TEXT SEGMENT –
-- BEGIN --
# Passed our NASAR K9 Airscent II test!!



## Craig Snyder (May 7, 2012)

\\/. \\/ \\/

Passed our certification test today! Meadow made me look good after I almost screwed it up with a nav error!

Many thanks to Chris McDonald for his great simulated test he set up for me last week. He gave me the confidence to test for II instead of III!

Thanks Chris!!

Craig


----------



## Nancy Jocoy (Apr 19, 2006)

Congrats. What time of day did you take it? Tell me it was 6am ?!?


----------



## Craig Snyder (May 7, 2012)

Started at about 11:50. Find was about 12:50

Hot and humid! I was drenched!

Craig


----------



## Peter Cavallaro (Dec 1, 2010)

Congrats to you and dog, well done.


----------



## julie allen (Dec 24, 2010)

Way to go! Congrats to you both


----------



## Gerald Dunn (Sep 24, 2011)

way to go to both you and your dog


----------



## Amy Hisaoka (May 3, 2012)

Congratulations!


----------



## Nancy Jocoy (Apr 19, 2006)

Excellent. Rough time of day all the way around to test for sure.


----------



## Joby Becker (Dec 13, 2009)

awesome...congrats


----------



## Bob Scott (Mar 30, 2006)

Excellent job under tough conditions!!


----------



## Jackie Lockard (Oct 20, 2009)

Congrats!!


----------



## Craig Snyder (May 7, 2012)

Nancy Jocoy said:


> Excellent. Rough time of day all the way around to test for sure.


It's those South Carolina roots she has. She was a rescue from SC and brought north for adoption. That's how we got her. Never picked her for SAR work, just to be a spoiled pet. Now she's both!

Craig


----------



## mel boschwitz (Apr 23, 2010)

Congratulations Chris! Very impressive!


----------



## Sally Crunkleton (Jan 13, 2012)

Great job and congrats to you and your dog


----------



## Chris McDonald (May 29, 2008)

Ahhh, good for you guys! You put your time in and got it. It must abeen hot, I had a good time working with you guys and learned a lot. Ill send you a PM 

At least Im good at getting lost
Congratulations again


----------



## Nicole Stark (Jul 22, 2009)

Well done


----------
-- END --
GIVEN ENTRIES –
-- BEGIN --
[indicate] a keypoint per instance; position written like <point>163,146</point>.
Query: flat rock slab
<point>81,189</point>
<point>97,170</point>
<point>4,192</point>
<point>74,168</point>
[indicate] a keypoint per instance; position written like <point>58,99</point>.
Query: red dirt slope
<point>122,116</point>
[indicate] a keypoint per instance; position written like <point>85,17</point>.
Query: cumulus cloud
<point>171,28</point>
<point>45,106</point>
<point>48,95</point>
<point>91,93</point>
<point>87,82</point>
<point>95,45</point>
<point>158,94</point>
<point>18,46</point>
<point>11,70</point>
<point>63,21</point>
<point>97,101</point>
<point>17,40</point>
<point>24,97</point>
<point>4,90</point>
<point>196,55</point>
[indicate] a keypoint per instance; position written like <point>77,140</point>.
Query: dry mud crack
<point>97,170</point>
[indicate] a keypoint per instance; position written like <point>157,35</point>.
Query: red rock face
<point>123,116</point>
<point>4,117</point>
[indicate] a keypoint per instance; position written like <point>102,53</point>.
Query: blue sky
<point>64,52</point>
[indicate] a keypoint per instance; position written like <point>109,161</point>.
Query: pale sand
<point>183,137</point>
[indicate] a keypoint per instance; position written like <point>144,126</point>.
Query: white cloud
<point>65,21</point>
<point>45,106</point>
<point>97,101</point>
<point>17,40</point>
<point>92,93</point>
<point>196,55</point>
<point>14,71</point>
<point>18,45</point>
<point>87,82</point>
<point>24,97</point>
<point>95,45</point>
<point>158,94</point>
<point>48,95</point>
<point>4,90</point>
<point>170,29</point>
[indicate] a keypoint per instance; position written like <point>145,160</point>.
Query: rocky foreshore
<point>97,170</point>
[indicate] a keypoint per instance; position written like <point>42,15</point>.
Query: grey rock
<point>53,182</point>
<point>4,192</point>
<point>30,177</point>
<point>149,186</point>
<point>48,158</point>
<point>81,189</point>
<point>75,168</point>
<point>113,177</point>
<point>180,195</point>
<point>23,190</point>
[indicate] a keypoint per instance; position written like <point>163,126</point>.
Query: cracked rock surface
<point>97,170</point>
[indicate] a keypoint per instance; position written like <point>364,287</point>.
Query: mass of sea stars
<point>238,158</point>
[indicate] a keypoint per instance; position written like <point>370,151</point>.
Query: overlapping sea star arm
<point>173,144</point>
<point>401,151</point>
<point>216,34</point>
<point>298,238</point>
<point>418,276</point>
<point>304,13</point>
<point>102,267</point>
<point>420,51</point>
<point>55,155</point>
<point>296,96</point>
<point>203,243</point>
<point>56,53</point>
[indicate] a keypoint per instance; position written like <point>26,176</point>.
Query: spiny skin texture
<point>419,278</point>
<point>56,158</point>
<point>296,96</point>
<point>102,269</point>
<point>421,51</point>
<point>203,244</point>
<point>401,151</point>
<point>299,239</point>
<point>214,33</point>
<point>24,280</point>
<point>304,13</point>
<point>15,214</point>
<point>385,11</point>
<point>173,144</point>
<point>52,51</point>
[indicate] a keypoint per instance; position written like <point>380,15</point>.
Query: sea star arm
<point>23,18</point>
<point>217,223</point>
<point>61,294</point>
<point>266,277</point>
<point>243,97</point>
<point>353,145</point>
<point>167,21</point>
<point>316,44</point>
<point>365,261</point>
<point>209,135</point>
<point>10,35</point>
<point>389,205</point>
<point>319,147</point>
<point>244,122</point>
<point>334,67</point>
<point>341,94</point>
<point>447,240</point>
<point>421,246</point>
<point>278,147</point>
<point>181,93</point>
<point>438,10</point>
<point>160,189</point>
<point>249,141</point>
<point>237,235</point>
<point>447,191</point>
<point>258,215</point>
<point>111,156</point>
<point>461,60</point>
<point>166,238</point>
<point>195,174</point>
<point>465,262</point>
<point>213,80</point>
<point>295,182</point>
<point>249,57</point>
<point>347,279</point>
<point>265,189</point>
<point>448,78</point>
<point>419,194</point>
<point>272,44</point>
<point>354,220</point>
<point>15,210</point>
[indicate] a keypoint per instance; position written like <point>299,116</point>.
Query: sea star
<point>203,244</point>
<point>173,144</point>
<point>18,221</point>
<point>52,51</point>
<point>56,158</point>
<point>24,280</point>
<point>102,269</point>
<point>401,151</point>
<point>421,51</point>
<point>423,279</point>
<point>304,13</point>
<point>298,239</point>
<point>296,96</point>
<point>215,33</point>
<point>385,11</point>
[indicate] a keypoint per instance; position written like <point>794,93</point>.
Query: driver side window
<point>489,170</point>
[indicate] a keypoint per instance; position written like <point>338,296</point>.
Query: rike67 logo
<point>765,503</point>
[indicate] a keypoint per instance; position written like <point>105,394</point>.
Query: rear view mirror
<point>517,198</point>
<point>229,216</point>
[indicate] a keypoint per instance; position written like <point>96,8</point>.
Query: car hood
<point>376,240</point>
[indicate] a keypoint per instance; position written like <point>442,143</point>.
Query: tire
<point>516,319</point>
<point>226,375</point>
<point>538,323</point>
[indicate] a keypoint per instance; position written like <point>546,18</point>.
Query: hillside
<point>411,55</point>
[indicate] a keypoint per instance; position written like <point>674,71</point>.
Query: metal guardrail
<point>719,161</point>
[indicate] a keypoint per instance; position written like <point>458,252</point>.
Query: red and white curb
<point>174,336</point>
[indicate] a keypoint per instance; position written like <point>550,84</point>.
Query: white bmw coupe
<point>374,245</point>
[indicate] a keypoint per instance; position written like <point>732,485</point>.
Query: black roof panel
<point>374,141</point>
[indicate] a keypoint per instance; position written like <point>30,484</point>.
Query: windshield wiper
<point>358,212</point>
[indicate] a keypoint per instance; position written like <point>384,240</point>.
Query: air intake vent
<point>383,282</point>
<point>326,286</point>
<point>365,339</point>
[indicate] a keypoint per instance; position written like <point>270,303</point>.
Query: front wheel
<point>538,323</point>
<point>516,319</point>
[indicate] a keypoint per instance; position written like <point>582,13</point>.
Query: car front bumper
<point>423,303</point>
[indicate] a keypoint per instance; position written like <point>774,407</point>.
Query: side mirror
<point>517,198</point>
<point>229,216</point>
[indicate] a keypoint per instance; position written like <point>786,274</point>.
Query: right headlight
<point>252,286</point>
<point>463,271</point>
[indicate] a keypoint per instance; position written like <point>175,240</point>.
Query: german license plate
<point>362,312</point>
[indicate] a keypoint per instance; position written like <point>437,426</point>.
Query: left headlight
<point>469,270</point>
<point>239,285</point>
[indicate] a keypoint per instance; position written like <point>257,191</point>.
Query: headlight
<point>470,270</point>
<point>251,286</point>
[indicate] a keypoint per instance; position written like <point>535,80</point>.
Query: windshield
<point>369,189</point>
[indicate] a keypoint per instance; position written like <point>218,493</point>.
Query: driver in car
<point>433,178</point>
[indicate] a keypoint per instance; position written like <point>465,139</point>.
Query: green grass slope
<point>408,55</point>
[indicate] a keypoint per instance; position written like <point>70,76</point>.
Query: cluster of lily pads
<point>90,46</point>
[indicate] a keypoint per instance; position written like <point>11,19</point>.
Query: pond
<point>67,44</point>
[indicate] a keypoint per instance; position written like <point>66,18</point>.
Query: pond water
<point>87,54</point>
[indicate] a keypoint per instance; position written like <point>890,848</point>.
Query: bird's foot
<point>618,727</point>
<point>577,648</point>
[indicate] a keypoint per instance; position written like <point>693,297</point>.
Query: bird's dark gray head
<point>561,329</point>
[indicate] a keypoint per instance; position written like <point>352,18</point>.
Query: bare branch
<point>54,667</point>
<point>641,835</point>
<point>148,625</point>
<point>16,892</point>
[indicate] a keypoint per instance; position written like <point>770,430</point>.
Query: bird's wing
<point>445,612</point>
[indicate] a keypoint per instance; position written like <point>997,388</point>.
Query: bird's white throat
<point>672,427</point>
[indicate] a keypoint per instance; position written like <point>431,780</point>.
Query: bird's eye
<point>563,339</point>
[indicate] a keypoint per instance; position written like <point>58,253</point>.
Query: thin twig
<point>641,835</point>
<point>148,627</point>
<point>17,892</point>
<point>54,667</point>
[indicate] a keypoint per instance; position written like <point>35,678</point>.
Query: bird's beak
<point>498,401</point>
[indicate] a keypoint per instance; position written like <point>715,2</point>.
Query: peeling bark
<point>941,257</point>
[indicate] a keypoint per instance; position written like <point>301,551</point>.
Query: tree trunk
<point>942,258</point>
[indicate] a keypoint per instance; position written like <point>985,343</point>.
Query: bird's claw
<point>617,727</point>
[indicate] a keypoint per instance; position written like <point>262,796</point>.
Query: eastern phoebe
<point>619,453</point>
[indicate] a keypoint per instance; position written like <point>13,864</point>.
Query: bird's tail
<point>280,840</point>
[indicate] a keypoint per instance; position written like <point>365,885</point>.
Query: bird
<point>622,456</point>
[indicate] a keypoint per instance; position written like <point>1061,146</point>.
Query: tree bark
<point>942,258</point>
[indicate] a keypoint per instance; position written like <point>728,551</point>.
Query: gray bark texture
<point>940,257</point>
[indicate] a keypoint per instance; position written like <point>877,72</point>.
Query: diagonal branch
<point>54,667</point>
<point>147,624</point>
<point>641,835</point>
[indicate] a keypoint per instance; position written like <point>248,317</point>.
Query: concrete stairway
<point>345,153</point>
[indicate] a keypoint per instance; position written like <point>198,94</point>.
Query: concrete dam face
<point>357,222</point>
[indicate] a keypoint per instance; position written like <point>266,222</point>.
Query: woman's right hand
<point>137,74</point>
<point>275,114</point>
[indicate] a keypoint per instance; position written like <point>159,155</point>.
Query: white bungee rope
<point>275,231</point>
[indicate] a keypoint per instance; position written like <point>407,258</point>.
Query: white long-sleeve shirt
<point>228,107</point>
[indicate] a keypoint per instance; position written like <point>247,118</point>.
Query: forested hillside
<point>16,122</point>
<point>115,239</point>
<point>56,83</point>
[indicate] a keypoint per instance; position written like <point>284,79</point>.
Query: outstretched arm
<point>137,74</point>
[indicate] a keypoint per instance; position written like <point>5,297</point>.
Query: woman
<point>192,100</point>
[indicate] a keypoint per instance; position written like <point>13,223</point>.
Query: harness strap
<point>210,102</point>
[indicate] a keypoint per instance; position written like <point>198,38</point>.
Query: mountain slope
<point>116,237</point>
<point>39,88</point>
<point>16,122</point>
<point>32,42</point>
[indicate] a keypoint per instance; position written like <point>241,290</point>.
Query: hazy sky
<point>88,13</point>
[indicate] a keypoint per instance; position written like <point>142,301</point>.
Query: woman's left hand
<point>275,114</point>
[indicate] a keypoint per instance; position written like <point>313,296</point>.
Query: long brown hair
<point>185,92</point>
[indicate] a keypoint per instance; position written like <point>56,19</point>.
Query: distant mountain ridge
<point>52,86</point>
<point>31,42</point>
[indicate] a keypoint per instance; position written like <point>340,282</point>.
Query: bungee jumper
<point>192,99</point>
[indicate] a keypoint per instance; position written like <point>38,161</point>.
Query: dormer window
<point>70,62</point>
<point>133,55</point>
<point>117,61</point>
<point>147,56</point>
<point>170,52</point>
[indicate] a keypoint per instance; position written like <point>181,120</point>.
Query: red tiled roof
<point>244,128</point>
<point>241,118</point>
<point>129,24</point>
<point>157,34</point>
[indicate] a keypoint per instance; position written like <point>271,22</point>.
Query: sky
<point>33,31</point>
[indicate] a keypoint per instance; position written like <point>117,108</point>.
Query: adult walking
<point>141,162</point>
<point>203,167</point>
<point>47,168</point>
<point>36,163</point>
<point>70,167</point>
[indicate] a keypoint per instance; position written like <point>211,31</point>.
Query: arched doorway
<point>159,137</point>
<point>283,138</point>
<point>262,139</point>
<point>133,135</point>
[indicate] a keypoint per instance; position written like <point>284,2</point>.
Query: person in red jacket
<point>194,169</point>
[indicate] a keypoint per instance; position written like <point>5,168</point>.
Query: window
-- END --
OBJECTIVES –
1. In the NASAR test thread, at about what time did the certification test start?
2. Extract from the NASAR test thread the part that opens with the words containing "## Chris McDonald" and closes with "(Jul 22, 2009)".
The rows come from a different source than the NASAR test thread.

COMPLETED EXERCISE –
1. At about 11:50.

2.
## Chris McDonald (May 29, 2008)

Ahhh, good for you guys! You put your time in and got it. It must abeen hot, I had a good time working with you guys and learned a lot. Ill send you a PM 

At least Im good at getting lost
Congratulations again


----------



## Nicole Stark (Jul 22, 2009)